[WHAT NEEDS TO BE DONE] Reproduce precisely the lines of the listing below, starting with the line that contains "Target: eyeglasses on face" and stopping after the line that contains "[pin] white headscarf"; include nothing else.

[AVAILABLE DATA]
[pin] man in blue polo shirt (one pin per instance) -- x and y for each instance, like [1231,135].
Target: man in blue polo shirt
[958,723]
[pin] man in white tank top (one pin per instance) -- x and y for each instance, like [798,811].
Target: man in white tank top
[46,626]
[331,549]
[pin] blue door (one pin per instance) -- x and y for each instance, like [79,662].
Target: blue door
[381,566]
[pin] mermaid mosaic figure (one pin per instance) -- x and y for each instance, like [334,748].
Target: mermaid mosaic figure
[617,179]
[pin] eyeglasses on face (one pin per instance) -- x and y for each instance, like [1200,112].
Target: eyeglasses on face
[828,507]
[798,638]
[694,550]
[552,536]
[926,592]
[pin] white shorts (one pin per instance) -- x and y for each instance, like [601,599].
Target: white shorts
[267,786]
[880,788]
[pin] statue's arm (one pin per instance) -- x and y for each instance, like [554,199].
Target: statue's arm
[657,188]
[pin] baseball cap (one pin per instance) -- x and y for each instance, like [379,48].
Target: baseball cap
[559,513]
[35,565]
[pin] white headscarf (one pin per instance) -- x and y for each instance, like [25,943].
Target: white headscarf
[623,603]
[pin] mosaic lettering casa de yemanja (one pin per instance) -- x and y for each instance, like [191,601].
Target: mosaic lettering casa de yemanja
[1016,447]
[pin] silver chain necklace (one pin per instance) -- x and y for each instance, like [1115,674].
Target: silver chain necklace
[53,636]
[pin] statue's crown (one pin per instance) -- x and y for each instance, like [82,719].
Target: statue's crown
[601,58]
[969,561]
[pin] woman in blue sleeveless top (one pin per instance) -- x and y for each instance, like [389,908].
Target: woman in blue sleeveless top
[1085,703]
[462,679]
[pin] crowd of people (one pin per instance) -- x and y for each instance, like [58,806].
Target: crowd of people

[COMPLETED TASK]
Target: eyeglasses on face
[828,507]
[798,638]
[694,550]
[552,536]
[926,592]
[pin] white shorts (one pin per instance) -- x and y for each instance, like [601,599].
Target: white shorts
[267,786]
[880,788]
[pin] statue's arm (one pin per instance) -- x and y for each instance, like [554,199].
Target: statue's arm
[657,188]
[pin] baseball cap (one pin per instance) -- x and y for each instance, like [379,48].
Target: baseball cap
[559,513]
[35,565]
[pin] white headscarf (one pin per instance) -- x and y for each instance, like [25,943].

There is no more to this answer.